====== SUPPLIED DATA

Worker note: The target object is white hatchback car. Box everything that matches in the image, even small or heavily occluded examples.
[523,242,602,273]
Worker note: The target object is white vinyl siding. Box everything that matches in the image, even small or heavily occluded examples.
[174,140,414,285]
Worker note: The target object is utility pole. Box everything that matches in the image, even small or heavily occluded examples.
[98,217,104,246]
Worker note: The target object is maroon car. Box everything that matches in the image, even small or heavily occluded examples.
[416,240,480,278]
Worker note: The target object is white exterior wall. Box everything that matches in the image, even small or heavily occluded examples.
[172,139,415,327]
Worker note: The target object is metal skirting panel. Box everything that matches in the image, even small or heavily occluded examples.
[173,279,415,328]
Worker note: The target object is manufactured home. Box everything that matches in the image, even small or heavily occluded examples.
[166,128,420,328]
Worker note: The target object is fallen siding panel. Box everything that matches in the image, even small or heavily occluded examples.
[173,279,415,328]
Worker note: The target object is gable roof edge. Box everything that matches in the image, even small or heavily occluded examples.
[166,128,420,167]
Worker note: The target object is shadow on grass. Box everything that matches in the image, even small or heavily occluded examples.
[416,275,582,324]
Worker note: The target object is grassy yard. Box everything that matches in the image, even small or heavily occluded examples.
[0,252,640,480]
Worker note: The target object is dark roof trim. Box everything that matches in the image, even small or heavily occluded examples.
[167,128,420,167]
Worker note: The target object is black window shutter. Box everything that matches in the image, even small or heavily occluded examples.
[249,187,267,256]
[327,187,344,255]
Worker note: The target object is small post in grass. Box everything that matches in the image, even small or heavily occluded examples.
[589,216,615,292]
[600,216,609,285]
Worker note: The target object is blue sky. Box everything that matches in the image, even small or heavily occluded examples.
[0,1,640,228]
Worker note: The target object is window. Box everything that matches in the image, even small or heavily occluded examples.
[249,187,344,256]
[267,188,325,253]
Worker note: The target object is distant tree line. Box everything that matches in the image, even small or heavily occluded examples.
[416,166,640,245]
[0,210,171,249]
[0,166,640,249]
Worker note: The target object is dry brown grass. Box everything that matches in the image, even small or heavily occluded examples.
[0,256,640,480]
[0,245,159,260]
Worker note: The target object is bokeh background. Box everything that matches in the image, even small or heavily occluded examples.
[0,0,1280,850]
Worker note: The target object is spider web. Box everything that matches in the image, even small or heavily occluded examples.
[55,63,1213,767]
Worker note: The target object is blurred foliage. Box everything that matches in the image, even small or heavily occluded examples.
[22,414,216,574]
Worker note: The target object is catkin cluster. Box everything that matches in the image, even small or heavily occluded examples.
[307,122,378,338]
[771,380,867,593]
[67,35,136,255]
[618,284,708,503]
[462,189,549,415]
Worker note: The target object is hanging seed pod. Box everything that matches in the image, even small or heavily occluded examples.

============

▸ THE TASK
Please return every line of the records that contains the word "panel".

▸ FINAL ANSWER
Worker note: The target object is metal skirting panel. Box everything that matches in the image, even small or heavily occluded examples.
Worker note: The target object is fallen siding panel. Box everything that matches in the image, even small or heavily occluded examples.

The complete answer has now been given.